_Excerpt provided_.
⁂

I am Fr. Tomy Manjaly, the youngest in a family of seven children. I have five brothers and one sister. My sister is a nun who has been ministering to the seniors and the mentally challenged people in Bethlehem, Israel for the past 31 years. I was born and brought up in the province of Kerala, South India. Both of my parents have passed away; may they attain eternal life.
When I was in grade three, I was taught by a nun who asked me what I wanted to do when I grew up. I said that I wanted to be a priest, and she asked me to read aloud, to test me on whether I would be qualified for the priesthood. That was the first seed of a vocation planted in me. After grade ten, I joined the minor seminary, with a view to becoming a priest, for the Diocese of Imphal, Manipur, one of the northeastern states in India. I was a part of the first group of seminarians selected for that Diocese. I have had the grace to be blessed by St. Mother Teresa of Calcutta. I met St. Teresa before my ordination, when I was studying theology in Calcutta.
I was ordained at the age of 30 on April 9, 1994. I served for seven years in Manipur as an Associate Parish Priest, Pastor and school administrator of a school with 2,300 students.

⁂

_Records_.
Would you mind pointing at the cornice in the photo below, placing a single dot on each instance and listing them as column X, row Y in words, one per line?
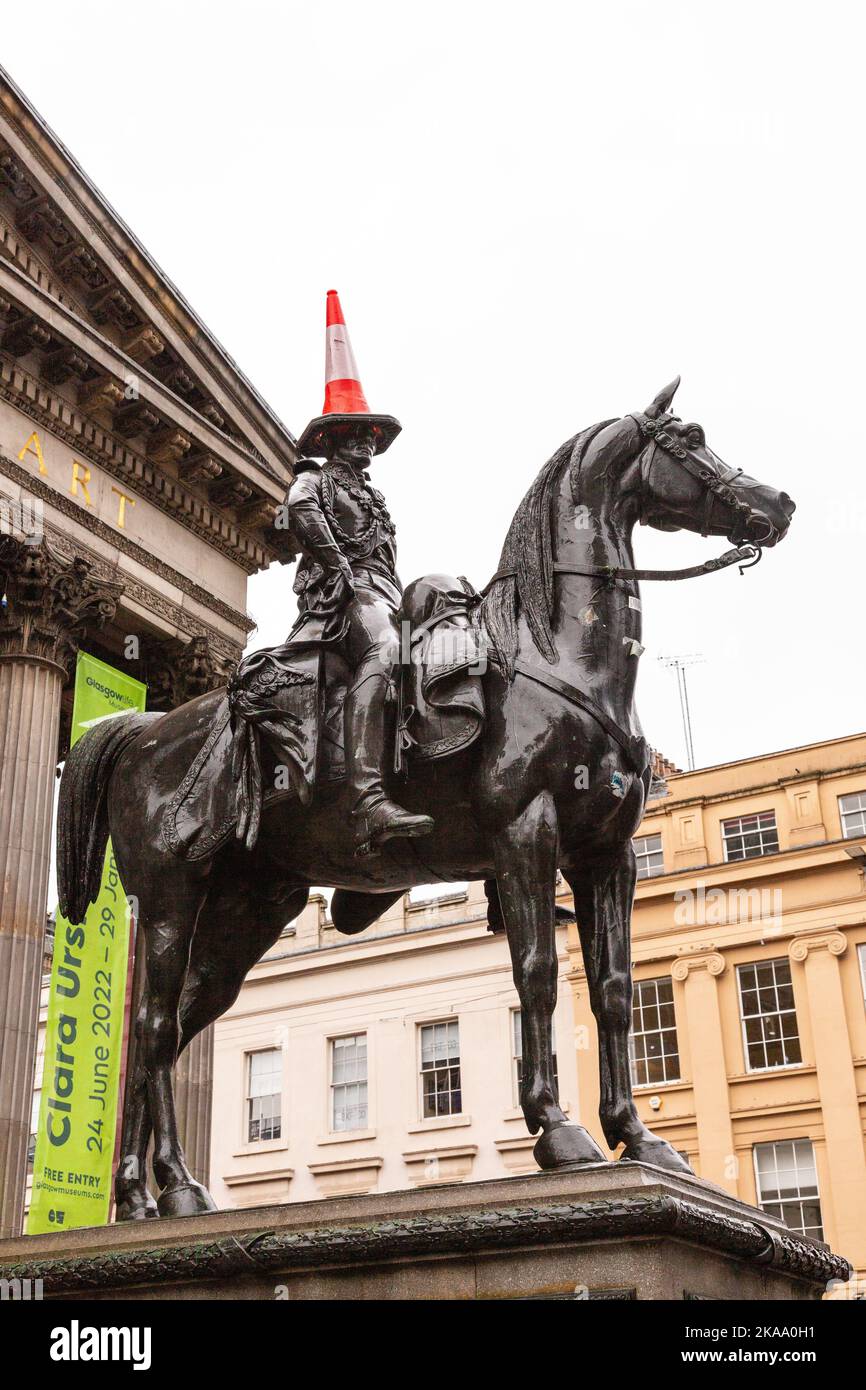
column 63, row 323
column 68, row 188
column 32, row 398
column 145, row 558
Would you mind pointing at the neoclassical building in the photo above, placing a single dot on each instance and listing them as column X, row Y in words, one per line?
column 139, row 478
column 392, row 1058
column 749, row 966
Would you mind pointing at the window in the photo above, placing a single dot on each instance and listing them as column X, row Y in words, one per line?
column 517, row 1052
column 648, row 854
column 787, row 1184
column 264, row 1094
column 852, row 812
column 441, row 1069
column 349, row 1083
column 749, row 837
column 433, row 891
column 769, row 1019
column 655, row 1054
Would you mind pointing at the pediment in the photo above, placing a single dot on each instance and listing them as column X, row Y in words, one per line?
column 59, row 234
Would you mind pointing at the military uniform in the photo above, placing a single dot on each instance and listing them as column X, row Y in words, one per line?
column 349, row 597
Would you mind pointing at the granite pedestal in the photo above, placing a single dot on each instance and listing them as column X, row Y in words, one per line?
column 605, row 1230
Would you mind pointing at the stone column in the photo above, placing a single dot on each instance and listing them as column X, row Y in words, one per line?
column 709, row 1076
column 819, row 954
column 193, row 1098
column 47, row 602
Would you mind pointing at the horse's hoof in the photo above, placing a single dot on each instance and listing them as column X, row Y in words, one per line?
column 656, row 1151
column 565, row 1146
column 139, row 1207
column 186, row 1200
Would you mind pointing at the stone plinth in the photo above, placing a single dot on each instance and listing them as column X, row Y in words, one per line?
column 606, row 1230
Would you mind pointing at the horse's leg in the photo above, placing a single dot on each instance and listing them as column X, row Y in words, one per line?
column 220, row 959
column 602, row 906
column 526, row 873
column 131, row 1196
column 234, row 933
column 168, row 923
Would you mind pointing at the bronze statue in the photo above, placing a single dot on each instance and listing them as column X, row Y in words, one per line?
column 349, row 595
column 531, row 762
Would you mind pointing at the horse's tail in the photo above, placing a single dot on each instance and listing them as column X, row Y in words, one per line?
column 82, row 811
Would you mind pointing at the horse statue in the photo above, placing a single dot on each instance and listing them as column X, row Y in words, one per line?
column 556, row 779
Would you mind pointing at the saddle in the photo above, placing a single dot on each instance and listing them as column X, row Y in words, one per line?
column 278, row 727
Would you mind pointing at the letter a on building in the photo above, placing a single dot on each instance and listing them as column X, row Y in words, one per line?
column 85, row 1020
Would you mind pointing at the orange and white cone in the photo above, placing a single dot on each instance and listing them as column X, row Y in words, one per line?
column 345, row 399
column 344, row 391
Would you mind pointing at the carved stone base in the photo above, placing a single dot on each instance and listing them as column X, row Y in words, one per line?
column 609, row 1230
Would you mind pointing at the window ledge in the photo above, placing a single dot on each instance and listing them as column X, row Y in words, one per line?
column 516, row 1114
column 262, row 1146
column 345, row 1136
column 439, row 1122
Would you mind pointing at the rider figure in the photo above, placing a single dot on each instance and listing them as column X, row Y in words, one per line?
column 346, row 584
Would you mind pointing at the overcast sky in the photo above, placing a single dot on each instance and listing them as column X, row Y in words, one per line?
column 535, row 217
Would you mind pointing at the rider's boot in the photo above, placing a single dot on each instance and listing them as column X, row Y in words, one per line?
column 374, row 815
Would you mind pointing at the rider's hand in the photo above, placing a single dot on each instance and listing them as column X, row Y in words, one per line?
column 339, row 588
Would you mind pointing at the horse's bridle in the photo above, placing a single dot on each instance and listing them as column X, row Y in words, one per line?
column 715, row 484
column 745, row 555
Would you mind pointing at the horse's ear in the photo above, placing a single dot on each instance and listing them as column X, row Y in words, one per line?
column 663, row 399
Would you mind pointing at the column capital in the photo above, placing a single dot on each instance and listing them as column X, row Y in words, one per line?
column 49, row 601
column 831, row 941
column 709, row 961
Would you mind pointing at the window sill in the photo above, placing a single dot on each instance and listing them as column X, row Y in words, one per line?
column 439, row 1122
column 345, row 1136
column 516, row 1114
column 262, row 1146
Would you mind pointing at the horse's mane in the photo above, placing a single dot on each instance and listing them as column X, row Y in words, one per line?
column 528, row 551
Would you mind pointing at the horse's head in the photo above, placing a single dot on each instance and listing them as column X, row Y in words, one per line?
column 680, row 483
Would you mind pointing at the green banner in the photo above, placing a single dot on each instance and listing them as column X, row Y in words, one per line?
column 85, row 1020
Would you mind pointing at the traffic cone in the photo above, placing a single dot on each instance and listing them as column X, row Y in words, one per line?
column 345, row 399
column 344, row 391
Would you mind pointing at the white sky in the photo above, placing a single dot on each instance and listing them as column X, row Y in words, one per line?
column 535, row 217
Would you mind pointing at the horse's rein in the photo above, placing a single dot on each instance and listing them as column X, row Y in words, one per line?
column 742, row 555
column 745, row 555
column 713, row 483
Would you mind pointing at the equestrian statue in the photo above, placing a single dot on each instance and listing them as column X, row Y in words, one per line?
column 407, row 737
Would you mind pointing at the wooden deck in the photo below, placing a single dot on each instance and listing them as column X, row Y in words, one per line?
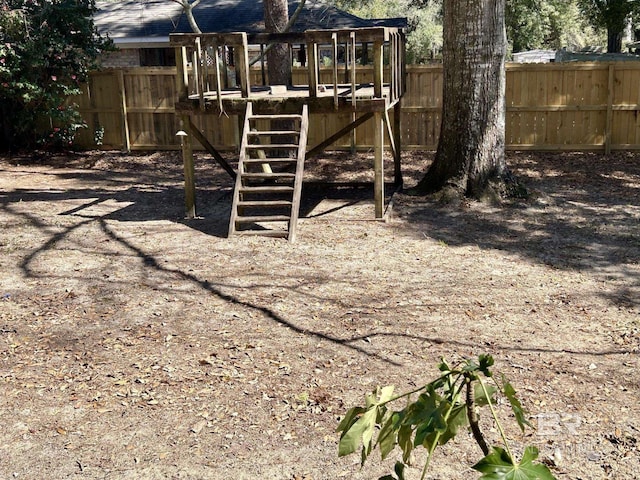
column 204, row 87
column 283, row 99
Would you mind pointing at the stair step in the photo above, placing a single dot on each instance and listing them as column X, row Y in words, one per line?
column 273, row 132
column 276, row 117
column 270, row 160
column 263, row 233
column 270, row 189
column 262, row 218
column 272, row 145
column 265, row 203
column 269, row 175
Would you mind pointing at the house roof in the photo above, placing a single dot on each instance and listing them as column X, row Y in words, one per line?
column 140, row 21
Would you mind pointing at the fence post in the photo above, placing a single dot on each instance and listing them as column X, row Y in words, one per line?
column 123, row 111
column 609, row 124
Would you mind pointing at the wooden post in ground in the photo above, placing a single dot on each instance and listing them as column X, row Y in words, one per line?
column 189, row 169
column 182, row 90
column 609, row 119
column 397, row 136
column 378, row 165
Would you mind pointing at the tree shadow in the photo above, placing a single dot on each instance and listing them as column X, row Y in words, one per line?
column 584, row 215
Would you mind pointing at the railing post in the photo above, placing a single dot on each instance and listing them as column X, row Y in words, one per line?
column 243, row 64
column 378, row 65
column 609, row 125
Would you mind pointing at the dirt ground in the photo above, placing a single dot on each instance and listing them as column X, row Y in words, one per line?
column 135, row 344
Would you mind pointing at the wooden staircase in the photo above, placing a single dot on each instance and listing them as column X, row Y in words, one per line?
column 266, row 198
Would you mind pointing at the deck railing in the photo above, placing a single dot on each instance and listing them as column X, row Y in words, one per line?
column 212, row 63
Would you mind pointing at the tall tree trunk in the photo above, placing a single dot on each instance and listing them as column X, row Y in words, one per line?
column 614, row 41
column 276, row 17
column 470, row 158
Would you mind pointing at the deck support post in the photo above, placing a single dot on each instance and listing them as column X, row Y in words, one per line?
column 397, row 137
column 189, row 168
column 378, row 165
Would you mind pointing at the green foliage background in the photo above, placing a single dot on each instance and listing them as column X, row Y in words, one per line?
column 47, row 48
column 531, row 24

⁂

_Work task 1_.
In the Fr. Tomy Manjaly passage, on what date did the ordination take place?
_Work task 2_.
Retype the section of the Fr. Tomy Manjaly passage that opens with the words containing "When I was in" and closes with "with 2,300 students.".
_Work task 3_.
Extend the Fr. Tomy Manjaly passage, picking up after its final sentence.
The data has no connection to the Fr. Tomy Manjaly passage.

_Written answer 1_.
April 9, 1994.

_Written answer 2_.
When I was in grade three, I was taught by a nun who asked me what I wanted to do when I grew up. I said that I wanted to be a priest, and she asked me to read aloud, to test me on whether I would be qualified for the priesthood. That was the first seed of a vocation planted in me. After grade ten, I joined the minor seminary, with a view to becoming a priest, for the Diocese of Imphal, Manipur, one of the northeastern states in India. I was a part of the first group of seminarians selected for that Diocese. I have had the grace to be blessed by St. Mother Teresa of Calcutta. I met St. Teresa before my ordination, when I was studying theology in Calcutta.
I was ordained at the age of 30 on April 9, 1994. I served for seven years in Manipur as an Associate Parish Priest, Pastor and school administrator of a school with 2,300 students.

_Written answer 3_.
On February 2, 2001, the most tragic and miraculous incident of my life took place. I was shot by a rebel group which was fighting against the Indian army for the separation of Manipur from the Indian federation. They demanded money from our churches to buy weapons. First of all, we hardly had enough money to pay our teachers. Secondly, the money was being demanded to purchase weapons to fight and kill others, which was against our Christian principles. When the churches denied them money, the rebels shot and killed five priests over a series of days and I was shot in the back on February 2, 2001. The bullet passed through my stomach, severely injuring an artery, my kidneys, colon and intestines.
As I fell on the ground after the first shot, I called out the mighty name of Lord Jesus, and God come to my aid. I cried aloud twice, “Jesus, save me!” and the second shot didn’t go through me, for the gun the rebel was using, jammed. That is when the first miracle took place. I was declared dead according to the TV news and my parents in South India watched the report in horror and sorrow.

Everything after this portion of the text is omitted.